Task =>
Please rewrite every line of the entries below in full, leaving out the pictures. Scale each x and y coordinate in the answers by 0.7, round to the nearest whole number with halves going up, and keep all other numbers unchanged.

Information supplied =>
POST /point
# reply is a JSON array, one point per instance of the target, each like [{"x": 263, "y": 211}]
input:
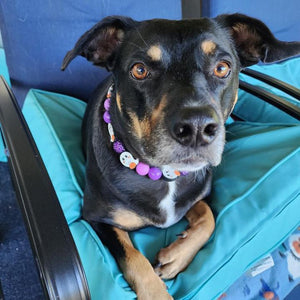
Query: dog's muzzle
[{"x": 195, "y": 127}]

Solved problem =>
POST /point
# reply is a JSON array, one point per instance of the target, each like [{"x": 263, "y": 211}]
input:
Query: dog's muzzle
[{"x": 137, "y": 89}]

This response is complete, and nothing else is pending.